NOTE: Anyone with the base64 encoded secret can easily decode it. As such, the secrets can be considered not very safe. Secrets are not encrypted, so it is not safer in that sense. However, some best practices around using secrets make it safer. As in best practices like:

  • Not checking in secret object definition files to source code repositories.
  • Enabling Encryption at Rest for Secrets so they are stored encrypted in ETCD.
  • Also, the way Kubernetes handles secrets. Such as:
    • A secret is only sent to a node if a pod on that node requires it.
    • Kubelet stores the secret into a tmpfs so that the secret is not written to disk storage.
    • Once the Pod that depends on the secret is deleted, kubelet will delete its local copy of the secret data as well.
    • There are other better ways of handling sensitive data, like passwords in Kubernetes, such as using tools like Helm Secrets, HashiCorp Vault.

Multi-container pods - pair logging pod and regular pod together

 1# two-containers-one-pod.yaml
 2apiVersion: v1
 3kind: Pod
 4metadata:
 5  labels:
 6    name: webapp-color
 7  name: webapp-color
 8spec:
 9  containers:
10# Container 1
11  - name: webapp-color
12	  image: kodekloud/webapp-color
13		ports:
14		- containerPort: 8080
15# Container 2 
16  - name: webapp-color
17	  image: kodekloud/webapp-color

There are three common patterns of multi-container pods: sidecar, adapter, and ambassador (only sidecar is required for CKA). Sometimes you may want to run a process that runs to completion in a container. For example, a process that pulls a code or binary from a repository that will be used by the main web application. That is a task that will be run only one time when the pod is first created.

An initContainer is configured in a pod-like all other containers, except that it is specified inside an initContainers section. When a POD is first created, the initContainer is run, and the process in the initContainer must run to completion before the real container hosting the application starts. You can configure multiple such initContainers as well, as we did for multi-pod containers. In that case, each init container is run one at a time in sequential order. If any of the initContainers fail to complete, Kubernetes restarts the Pod repeatedly until the InitContainer succeeds.

 1# init-container-pod.yaml
 2apiVersion: v1
 3kind: Pod
 4metadata:
 5  name: myapp-pod
 6  labels:
 7    app: myapp
 8spec:
 9  containers:
10  - name: myapp-container
11    image: busybox:1.28
12    command: ['sh', '-c', 'echo The app is running! && sleep 3600']
13  initContainers:
14  - name: init-myservice
15    image: busybox
16    command: ['sh', '-c', 'git clone <some-repository-that-will-be-used-by-application> ;']
17	- name: init-mydb
18    image: busybox:1.28
19    command: ['sh', '-c', 'until nslookup mydb; do echo waiting for mydb; sleep 2; done;']

Cluster Maintenance

OS Upgrades

Drain workloads from one node (for maintenance):

1kubectl drain node-1

Draining a node creates pods on other nodes and terminates the existing pods. The drained node is also marked as unschedulable.
***
### TASKS TO PERFORM
[1] In the Kubernetes notes, where does kubelet store a secret so that it is not written to disk storage?
[2] Locate every line of the records that contains the string "chair", matching case exactly, and copy each of those lines.
The records have no connection to the Kubernetes notes above them.

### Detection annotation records
***
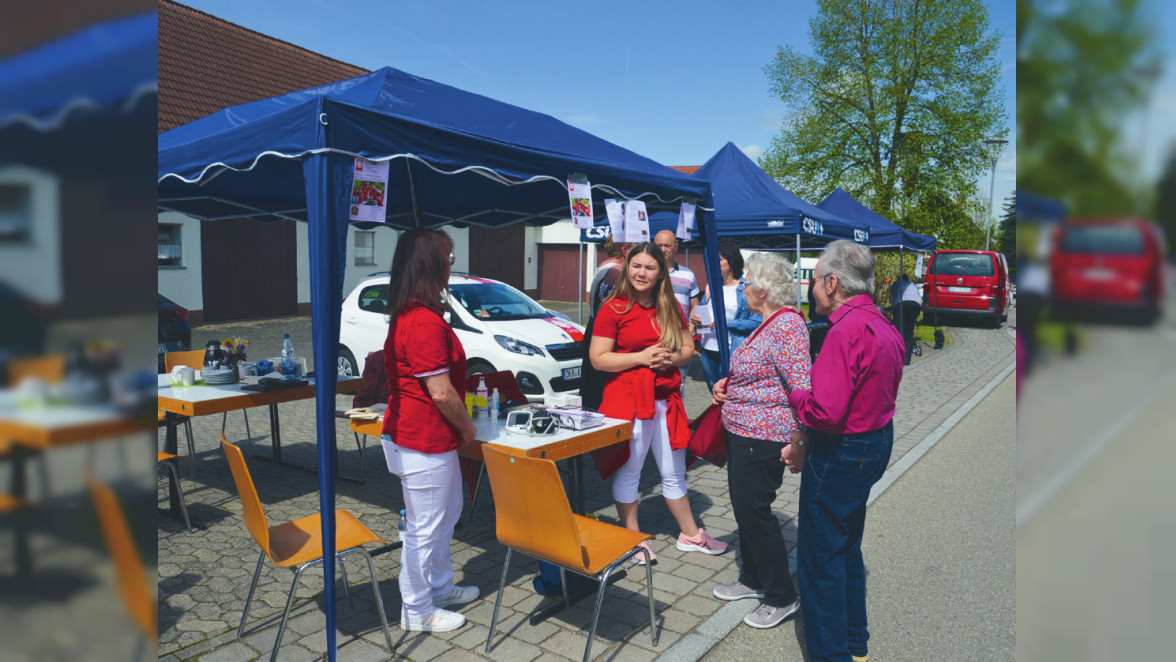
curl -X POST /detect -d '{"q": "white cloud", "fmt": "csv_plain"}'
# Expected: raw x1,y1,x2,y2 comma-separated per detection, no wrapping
735,142,763,161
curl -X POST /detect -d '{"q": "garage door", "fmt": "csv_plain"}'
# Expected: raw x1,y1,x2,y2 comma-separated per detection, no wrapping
539,243,588,301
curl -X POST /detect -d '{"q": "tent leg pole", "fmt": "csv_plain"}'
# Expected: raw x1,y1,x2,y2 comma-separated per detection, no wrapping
576,241,584,326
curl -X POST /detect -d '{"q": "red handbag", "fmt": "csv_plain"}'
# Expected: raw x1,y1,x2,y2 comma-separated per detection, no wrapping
686,404,727,469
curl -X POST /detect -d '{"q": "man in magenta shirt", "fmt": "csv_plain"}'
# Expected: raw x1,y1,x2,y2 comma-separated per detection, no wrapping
787,240,906,662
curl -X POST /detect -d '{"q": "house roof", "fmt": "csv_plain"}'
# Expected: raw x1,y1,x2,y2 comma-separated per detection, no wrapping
159,0,368,133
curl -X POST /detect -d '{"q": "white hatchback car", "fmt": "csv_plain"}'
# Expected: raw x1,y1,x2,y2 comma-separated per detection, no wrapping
339,274,584,402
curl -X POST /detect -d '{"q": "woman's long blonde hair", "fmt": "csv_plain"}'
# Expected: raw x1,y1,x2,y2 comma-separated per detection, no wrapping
604,241,686,352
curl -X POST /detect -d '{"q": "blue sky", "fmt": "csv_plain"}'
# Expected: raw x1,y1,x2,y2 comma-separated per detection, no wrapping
180,0,1016,213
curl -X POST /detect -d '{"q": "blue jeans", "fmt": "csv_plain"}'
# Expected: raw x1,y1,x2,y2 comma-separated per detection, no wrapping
796,422,894,662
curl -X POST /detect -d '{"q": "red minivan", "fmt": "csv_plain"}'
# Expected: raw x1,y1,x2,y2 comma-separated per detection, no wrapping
923,250,1009,328
1049,220,1165,320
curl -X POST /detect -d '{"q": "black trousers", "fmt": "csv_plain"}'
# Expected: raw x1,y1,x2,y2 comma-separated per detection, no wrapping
894,301,923,363
727,432,796,607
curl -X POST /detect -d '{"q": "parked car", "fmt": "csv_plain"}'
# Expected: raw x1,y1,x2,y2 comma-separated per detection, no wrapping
1049,220,1167,321
339,273,584,402
158,294,192,373
923,250,1009,327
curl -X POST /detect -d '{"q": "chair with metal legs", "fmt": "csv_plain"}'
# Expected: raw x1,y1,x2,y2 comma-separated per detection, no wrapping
220,432,393,662
482,443,657,662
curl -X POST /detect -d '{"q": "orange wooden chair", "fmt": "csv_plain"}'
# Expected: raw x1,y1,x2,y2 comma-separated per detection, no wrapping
86,470,159,660
155,450,192,534
8,354,66,386
482,443,657,662
220,432,393,662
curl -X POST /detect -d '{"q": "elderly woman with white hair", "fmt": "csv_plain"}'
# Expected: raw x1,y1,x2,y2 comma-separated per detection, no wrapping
714,253,813,628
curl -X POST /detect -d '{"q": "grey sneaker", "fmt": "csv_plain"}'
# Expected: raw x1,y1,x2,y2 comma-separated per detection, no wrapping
715,582,763,602
743,597,801,630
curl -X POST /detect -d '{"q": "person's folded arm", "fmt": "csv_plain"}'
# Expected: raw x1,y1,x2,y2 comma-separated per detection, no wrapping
788,334,860,432
588,335,657,373
420,372,477,446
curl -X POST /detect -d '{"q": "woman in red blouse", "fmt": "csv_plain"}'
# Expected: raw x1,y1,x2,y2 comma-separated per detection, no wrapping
714,253,813,628
588,242,727,561
382,229,477,631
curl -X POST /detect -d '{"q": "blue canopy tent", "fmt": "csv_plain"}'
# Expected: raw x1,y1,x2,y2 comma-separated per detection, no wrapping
0,9,159,134
816,186,938,250
816,186,938,310
158,68,717,660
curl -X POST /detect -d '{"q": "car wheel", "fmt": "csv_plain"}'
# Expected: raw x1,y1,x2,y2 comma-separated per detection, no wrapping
466,359,496,379
339,347,360,377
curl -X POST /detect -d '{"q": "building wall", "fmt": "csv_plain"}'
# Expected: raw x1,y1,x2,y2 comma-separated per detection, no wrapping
0,166,65,307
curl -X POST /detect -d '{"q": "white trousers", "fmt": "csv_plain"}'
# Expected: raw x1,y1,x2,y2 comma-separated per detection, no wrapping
383,435,462,618
613,400,686,503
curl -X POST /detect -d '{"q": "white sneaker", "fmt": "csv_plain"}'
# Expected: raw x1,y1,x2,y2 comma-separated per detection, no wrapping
433,586,477,609
400,609,466,633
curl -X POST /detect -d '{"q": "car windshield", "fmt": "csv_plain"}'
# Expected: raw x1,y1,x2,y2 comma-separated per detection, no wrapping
931,253,996,276
1062,226,1143,255
449,282,552,321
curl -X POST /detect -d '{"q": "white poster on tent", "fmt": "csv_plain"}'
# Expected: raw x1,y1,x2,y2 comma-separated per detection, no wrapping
348,159,388,223
604,198,624,241
624,200,649,243
568,181,593,229
674,202,694,240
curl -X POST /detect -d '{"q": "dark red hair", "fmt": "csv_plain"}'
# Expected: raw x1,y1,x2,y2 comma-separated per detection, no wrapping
387,229,453,319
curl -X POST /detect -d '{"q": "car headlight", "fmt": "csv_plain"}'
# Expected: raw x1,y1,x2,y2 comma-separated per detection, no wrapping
494,335,547,356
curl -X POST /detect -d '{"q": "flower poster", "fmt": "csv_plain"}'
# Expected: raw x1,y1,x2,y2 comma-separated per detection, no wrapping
624,200,649,243
568,181,593,229
348,159,388,223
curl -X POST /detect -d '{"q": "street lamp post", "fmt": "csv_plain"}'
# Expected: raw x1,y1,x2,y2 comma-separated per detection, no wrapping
984,138,1009,250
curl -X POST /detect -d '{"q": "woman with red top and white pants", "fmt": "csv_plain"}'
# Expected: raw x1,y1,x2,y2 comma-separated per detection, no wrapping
714,253,813,628
382,230,477,631
588,242,727,562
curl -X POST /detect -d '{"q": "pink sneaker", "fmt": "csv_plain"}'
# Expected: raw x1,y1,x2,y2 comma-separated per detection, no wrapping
633,540,657,566
677,529,727,555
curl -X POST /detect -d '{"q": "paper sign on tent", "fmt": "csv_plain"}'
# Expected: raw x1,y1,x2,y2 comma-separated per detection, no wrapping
624,200,649,243
348,159,388,223
604,198,624,241
674,202,694,240
568,181,593,229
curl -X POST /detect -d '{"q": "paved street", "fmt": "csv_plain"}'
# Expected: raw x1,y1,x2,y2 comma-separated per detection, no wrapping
1016,271,1176,661
159,308,1014,661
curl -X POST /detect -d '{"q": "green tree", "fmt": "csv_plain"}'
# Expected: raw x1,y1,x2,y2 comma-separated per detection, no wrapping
996,190,1017,277
1155,149,1176,258
760,0,1005,222
1017,0,1160,216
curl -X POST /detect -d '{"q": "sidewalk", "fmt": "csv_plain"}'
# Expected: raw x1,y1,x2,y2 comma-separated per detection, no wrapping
159,317,1014,661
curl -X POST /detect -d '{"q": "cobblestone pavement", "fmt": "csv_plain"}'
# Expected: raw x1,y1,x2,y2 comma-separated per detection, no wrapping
158,310,1014,662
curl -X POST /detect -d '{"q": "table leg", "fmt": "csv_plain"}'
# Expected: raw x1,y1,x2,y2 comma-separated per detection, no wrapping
***
### CORRECT ANSWERS
[1] In a tmpfs.

[2]
curl -X POST /detect -d '{"q": "chair with metal legs", "fmt": "csv_plain"}'
curl -X POST /detect -d '{"q": "orange wooden chair", "fmt": "csv_plain"}'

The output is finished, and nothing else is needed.